-- Start --

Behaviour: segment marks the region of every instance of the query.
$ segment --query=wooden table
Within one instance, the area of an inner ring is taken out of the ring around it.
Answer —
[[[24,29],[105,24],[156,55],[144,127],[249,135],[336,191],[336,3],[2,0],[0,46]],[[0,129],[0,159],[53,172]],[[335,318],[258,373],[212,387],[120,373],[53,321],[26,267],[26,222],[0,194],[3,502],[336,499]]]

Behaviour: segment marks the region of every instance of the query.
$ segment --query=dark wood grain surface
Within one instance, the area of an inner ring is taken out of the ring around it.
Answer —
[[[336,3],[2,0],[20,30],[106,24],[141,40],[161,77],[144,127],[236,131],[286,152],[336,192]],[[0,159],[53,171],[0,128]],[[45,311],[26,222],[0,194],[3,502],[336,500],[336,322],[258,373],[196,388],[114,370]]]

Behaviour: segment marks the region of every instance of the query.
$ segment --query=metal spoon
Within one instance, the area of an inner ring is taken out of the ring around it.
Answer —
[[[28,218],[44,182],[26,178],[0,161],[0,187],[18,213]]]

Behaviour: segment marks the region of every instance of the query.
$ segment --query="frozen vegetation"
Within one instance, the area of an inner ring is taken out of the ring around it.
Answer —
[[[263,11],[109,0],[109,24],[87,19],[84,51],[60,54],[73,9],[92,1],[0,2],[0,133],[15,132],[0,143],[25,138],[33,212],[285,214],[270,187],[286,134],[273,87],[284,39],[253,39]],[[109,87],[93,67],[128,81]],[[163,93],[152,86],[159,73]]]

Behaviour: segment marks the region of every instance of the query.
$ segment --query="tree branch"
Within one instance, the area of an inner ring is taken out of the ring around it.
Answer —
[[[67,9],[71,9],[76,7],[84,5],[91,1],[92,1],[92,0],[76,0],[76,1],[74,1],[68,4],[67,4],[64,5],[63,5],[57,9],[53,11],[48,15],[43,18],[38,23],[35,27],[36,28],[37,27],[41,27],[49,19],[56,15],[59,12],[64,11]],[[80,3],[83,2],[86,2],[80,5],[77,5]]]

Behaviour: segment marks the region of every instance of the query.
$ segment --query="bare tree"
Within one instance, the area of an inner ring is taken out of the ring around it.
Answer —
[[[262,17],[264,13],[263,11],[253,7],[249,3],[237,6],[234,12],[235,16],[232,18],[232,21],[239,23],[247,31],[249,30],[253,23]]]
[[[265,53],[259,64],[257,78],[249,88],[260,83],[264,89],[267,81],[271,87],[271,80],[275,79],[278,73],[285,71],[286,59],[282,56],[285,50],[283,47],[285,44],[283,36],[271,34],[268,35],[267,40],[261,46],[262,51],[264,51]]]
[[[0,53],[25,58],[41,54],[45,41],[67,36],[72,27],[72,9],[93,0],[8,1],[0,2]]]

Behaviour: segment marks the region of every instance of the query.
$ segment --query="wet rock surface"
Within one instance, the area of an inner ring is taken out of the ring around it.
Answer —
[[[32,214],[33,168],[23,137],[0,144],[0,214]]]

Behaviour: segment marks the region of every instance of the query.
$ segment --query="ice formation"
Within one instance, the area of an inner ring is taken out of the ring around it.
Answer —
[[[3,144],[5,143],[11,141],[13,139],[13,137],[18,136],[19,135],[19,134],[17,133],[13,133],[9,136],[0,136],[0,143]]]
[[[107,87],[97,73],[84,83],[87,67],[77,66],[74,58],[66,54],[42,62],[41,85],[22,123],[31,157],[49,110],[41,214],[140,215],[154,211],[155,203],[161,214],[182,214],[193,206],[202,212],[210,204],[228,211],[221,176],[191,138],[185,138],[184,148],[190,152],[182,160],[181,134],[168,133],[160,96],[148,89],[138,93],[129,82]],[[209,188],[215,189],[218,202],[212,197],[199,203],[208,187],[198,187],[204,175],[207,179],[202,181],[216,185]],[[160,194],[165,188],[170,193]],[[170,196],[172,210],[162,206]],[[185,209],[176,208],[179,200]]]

-- End --

Copy out every row above, swapping "Answer" for "Result" each time it appears and keeping everything else the same.

> Written response:
Behaviour: segment marks the region of every instance of the query.
$ segment --query=wooden table
Within one instance, the area of an inner ring is taken out of the ring around it.
Result —
[[[24,29],[105,24],[156,55],[144,127],[249,135],[336,191],[336,3],[2,0],[0,46]],[[0,129],[0,159],[53,172]],[[335,318],[258,373],[212,387],[120,373],[53,321],[26,267],[26,222],[0,194],[3,502],[336,499]]]

Behaviour: segment marks the region of every instance of the query.
$ segment --query=dark wood grain surface
Within one instance, the area of an inner ring is taken out of the ring around it.
Result —
[[[336,3],[2,0],[20,30],[106,24],[141,40],[161,77],[144,127],[236,131],[286,152],[336,192]],[[0,159],[53,171],[0,128]],[[45,311],[26,222],[0,194],[3,502],[336,500],[336,322],[258,373],[196,388],[114,370]]]

Behaviour: segment marks the region of every instance of the query.
$ segment --query=metal spoon
Within one instance, the area of an inner ring is taken out of the ring around it.
Result —
[[[28,218],[44,182],[26,178],[0,161],[0,187],[18,213]]]

Behaviour: segment marks the region of every instance of the query.
$ segment --query="frozen vegetation"
Within one instance, the area of an inner ring is taken out of the ring around it.
Result —
[[[263,11],[109,0],[109,24],[87,19],[84,51],[60,54],[73,9],[92,1],[0,2],[0,133],[15,132],[0,143],[25,138],[33,212],[285,214],[270,187],[286,134],[273,87],[284,39],[253,39]],[[109,87],[93,67],[128,81]],[[163,93],[152,86],[159,73]]]

Behaviour: segment marks the region of every instance of the query.
$ segment --query="tree branch"
Within one instance, the area of an inner ring is taken out of the ring around it.
Result —
[[[67,9],[71,9],[76,7],[84,5],[91,1],[92,1],[92,0],[76,0],[76,1],[74,1],[68,4],[67,4],[64,5],[63,5],[57,9],[53,11],[48,15],[43,18],[38,23],[35,27],[36,28],[37,27],[41,27],[49,19],[56,15],[59,12],[64,11]],[[80,3],[83,2],[86,2],[80,5],[77,5]]]

Behaviour: segment marks the region of every instance of the query.
$ segment --query="bare tree"
Within one instance, the area of an inner ring is taken out of the ring around it.
Result —
[[[262,17],[264,13],[263,11],[253,7],[249,3],[237,6],[234,12],[235,16],[232,18],[232,21],[239,23],[247,31],[249,30],[253,23]]]
[[[265,53],[259,64],[257,78],[249,88],[260,83],[264,89],[267,81],[271,87],[271,80],[275,79],[278,73],[285,71],[286,59],[282,56],[285,50],[283,47],[285,44],[283,36],[271,34],[268,35],[267,40],[261,46],[262,51],[264,51]]]
[[[0,53],[25,58],[41,54],[45,41],[67,36],[72,27],[72,9],[93,0],[8,1],[0,2]]]

Behaviour: segment marks the region of every instance of the query.
$ segment --query="wet rock surface"
Within one instance, the area of an inner ring is taken out of the ring around it.
Result —
[[[32,214],[33,168],[23,137],[0,144],[0,214]]]

Behaviour: segment marks the region of every instance of the query.
$ segment --query="ice formation"
Within one instance, the area of an inner ring is taken out of the ring around it.
Result —
[[[3,144],[5,143],[11,141],[13,139],[13,137],[18,136],[19,135],[19,134],[17,133],[13,133],[9,136],[0,136],[0,143]]]
[[[107,87],[97,73],[84,83],[87,67],[77,66],[74,58],[66,54],[42,62],[41,85],[22,123],[31,157],[49,110],[41,214],[140,215],[154,211],[155,203],[161,214],[182,214],[193,206],[202,212],[210,204],[228,211],[221,176],[191,138],[185,138],[184,148],[190,152],[182,160],[181,134],[168,133],[160,96],[148,89],[138,93],[129,82]],[[209,188],[215,189],[218,202],[212,197],[199,203],[208,187],[198,187],[204,175],[207,179],[202,181],[216,185]],[[160,194],[165,188],[170,193]],[[170,196],[172,210],[162,206]],[[185,209],[176,208],[179,200]]]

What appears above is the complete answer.